▸ Data records:
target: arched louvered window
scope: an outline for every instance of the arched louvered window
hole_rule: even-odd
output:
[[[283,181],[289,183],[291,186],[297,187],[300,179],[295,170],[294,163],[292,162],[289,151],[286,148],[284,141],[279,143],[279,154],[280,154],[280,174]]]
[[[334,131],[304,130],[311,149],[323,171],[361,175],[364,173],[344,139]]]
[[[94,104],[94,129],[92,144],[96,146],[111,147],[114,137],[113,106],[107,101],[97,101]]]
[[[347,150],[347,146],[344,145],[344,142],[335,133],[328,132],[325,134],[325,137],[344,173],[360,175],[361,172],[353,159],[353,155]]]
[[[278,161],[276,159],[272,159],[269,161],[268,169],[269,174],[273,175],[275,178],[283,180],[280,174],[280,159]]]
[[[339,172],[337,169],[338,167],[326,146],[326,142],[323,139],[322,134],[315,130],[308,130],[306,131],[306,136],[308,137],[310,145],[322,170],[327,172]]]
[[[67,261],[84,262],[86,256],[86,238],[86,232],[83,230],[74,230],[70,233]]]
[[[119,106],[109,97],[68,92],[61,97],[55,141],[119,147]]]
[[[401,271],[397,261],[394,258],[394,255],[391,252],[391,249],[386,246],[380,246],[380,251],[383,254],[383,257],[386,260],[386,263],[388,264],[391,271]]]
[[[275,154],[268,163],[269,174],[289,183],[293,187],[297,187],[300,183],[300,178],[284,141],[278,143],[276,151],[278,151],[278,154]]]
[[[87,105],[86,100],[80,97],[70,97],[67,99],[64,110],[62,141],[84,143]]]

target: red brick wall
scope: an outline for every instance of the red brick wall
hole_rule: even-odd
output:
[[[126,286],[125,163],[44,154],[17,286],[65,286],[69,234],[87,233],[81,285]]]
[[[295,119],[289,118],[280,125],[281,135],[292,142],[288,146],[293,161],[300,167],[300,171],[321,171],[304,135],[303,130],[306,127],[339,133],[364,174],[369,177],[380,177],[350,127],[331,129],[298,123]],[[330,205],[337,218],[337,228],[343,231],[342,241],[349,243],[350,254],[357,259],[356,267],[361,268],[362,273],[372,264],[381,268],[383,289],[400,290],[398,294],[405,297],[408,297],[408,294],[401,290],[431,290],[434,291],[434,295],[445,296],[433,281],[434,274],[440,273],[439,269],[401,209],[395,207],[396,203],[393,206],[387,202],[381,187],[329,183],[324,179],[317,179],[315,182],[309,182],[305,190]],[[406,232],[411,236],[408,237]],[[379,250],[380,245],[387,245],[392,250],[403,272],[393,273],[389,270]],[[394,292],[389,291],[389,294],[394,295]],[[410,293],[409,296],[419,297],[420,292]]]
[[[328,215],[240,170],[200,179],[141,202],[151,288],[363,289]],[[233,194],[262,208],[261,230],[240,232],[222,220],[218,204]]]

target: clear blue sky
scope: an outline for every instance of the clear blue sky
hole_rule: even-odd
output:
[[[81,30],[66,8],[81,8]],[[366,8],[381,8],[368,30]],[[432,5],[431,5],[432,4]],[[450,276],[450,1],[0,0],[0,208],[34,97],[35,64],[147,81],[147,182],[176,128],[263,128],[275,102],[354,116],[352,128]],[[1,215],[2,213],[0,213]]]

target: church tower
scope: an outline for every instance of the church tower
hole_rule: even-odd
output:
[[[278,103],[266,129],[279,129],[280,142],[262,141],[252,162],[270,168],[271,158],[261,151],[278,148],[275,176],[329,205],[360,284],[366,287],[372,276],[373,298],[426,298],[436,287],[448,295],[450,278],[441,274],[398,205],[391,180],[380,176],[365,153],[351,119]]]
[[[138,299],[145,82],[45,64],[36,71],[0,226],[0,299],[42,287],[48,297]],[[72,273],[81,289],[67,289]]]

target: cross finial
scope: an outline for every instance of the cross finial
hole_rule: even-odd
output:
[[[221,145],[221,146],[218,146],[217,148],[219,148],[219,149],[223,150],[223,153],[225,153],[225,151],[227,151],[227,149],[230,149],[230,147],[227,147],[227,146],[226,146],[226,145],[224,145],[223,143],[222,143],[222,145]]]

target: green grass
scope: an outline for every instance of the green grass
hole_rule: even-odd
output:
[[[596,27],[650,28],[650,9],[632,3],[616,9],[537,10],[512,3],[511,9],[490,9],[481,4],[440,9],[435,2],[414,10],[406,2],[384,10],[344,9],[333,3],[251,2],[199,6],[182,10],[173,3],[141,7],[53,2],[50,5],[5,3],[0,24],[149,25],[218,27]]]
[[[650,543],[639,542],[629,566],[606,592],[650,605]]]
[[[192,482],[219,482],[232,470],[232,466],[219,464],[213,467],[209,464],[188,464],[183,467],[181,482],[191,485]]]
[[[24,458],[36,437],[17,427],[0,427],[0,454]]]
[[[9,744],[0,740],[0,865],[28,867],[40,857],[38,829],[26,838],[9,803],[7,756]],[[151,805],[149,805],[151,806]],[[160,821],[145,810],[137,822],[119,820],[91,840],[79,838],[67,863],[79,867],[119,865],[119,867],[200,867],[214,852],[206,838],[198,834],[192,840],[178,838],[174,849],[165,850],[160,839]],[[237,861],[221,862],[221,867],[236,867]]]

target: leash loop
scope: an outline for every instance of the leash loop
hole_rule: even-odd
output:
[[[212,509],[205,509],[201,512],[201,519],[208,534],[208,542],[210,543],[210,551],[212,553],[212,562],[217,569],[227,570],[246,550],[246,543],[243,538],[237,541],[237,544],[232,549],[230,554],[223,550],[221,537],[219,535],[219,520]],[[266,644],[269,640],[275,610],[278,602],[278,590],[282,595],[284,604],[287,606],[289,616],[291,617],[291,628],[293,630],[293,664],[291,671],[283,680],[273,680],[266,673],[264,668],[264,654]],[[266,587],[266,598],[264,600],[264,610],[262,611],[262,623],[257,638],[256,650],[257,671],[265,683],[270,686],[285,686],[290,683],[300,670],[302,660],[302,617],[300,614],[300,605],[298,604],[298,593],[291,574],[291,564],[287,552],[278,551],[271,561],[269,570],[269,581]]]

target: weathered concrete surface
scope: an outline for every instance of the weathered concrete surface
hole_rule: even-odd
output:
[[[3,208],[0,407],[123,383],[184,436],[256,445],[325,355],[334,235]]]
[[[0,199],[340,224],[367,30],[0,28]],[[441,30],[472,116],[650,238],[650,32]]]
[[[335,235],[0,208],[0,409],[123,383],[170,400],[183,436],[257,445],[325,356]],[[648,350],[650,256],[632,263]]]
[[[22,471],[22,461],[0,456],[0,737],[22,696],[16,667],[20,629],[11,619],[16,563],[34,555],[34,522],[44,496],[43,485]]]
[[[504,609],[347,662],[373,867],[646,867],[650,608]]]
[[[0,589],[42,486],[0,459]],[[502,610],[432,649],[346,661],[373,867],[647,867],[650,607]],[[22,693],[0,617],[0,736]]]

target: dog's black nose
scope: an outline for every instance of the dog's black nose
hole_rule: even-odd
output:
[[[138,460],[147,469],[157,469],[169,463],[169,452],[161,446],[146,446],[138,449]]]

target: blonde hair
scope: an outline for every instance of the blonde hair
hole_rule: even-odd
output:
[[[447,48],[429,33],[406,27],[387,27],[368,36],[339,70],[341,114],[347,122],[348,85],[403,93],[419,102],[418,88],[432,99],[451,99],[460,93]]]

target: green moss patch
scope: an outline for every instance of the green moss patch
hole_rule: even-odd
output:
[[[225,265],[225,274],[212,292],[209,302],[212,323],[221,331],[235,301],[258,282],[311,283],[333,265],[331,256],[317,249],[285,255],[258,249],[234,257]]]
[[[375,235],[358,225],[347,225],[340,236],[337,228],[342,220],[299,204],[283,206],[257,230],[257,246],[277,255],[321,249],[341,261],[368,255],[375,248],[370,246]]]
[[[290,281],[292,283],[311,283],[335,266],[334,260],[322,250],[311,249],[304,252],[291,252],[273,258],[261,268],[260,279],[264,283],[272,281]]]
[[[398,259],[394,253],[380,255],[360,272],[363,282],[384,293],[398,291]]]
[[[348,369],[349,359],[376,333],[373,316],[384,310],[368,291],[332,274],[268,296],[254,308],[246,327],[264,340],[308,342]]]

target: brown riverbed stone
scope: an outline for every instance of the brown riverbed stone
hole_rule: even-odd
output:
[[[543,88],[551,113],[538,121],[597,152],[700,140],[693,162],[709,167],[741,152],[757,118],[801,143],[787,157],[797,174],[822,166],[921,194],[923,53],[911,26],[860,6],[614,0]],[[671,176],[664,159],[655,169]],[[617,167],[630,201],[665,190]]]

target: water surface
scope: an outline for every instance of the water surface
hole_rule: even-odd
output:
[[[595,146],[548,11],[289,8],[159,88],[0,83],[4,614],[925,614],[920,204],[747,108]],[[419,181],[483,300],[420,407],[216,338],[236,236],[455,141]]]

▸ What you should do:
Using the records above, please retype only the run of lines from the line holding "scope: an outline for every instance of the dog's" through the last line, both ends included.

▸ Solution below:
scope: an outline for every instance of the dog's black nose
hole_rule: even-odd
output:
[[[138,460],[147,469],[157,469],[169,463],[169,452],[161,446],[146,446],[138,449]]]

target: blonde hair
scope: an outline for every instance of the blonde hair
hole_rule: even-odd
output:
[[[447,48],[429,33],[406,27],[387,27],[368,36],[339,70],[341,114],[347,122],[348,85],[403,93],[419,102],[418,88],[432,99],[451,99],[460,93]]]

target: green moss patch
scope: an outline for every instance of the green moss patch
hole_rule: even-odd
output:
[[[225,265],[225,274],[212,292],[209,302],[212,323],[221,331],[235,301],[258,282],[311,283],[333,265],[331,256],[317,249],[285,255],[258,249],[234,257]]]
[[[375,235],[358,225],[347,225],[340,236],[337,228],[342,220],[299,204],[283,206],[257,230],[257,246],[277,255],[321,249],[341,261],[368,255],[375,248],[370,246]]]
[[[290,281],[292,283],[311,283],[335,266],[334,260],[322,250],[311,249],[304,252],[291,252],[273,258],[261,268],[260,279],[264,283],[272,281]]]
[[[398,259],[394,253],[380,255],[360,272],[363,282],[384,293],[398,291]]]
[[[348,369],[349,359],[376,333],[373,316],[384,310],[368,291],[332,274],[268,296],[254,308],[246,327],[264,340],[308,342]]]

target: brown riverbed stone
scope: an outline for every instance of the brown riverbed stone
hole_rule: even-odd
output:
[[[543,88],[551,113],[538,121],[597,152],[700,140],[693,162],[709,167],[741,152],[757,118],[801,143],[787,157],[797,174],[822,166],[921,194],[923,53],[911,26],[860,6],[614,0]],[[671,176],[664,159],[655,169]],[[617,167],[630,201],[665,190]]]

target: water surface
scope: an outline for every instance of the water surface
hole_rule: even-odd
output:
[[[595,146],[548,11],[289,8],[159,88],[0,83],[4,614],[925,614],[920,204],[747,108]],[[419,181],[483,300],[420,407],[216,338],[236,236],[455,141]]]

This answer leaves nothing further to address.